- _RECORD EXTRACTS_
*** Begin section ***

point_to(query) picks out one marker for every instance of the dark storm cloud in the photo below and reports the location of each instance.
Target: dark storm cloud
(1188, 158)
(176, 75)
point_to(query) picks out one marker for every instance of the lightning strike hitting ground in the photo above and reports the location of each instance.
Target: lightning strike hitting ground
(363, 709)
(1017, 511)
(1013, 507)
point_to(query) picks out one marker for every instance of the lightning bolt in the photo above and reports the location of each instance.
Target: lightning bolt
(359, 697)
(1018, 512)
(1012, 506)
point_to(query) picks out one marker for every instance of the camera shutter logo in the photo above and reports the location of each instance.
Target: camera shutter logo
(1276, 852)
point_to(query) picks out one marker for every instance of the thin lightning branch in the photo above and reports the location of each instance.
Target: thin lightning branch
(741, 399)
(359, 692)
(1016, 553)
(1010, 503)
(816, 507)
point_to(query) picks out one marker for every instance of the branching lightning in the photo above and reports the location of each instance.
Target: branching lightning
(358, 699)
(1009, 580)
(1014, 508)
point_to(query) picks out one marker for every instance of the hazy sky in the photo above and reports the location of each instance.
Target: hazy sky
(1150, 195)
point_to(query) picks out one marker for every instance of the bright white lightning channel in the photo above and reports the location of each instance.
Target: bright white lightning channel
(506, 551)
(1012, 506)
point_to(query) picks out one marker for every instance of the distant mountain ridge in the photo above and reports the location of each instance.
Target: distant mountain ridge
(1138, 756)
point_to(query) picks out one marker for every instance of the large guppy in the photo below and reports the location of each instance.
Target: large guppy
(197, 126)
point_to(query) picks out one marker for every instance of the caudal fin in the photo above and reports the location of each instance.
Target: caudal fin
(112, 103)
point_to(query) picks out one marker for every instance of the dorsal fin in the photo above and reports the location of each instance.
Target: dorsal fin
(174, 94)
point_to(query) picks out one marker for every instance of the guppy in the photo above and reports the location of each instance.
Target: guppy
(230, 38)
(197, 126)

*** End section ***

- _ACTIVITY_
Filter the records above for lines with "below".

- _OUTPUT FOR THIS TASK_
point_to(query) picks out one marker for every instance of the dark storm cloud in the photo below and reports the location of each instance.
point_to(query) picks out one marker for every instance of the large guppy in the photo below and reports the location of each instance.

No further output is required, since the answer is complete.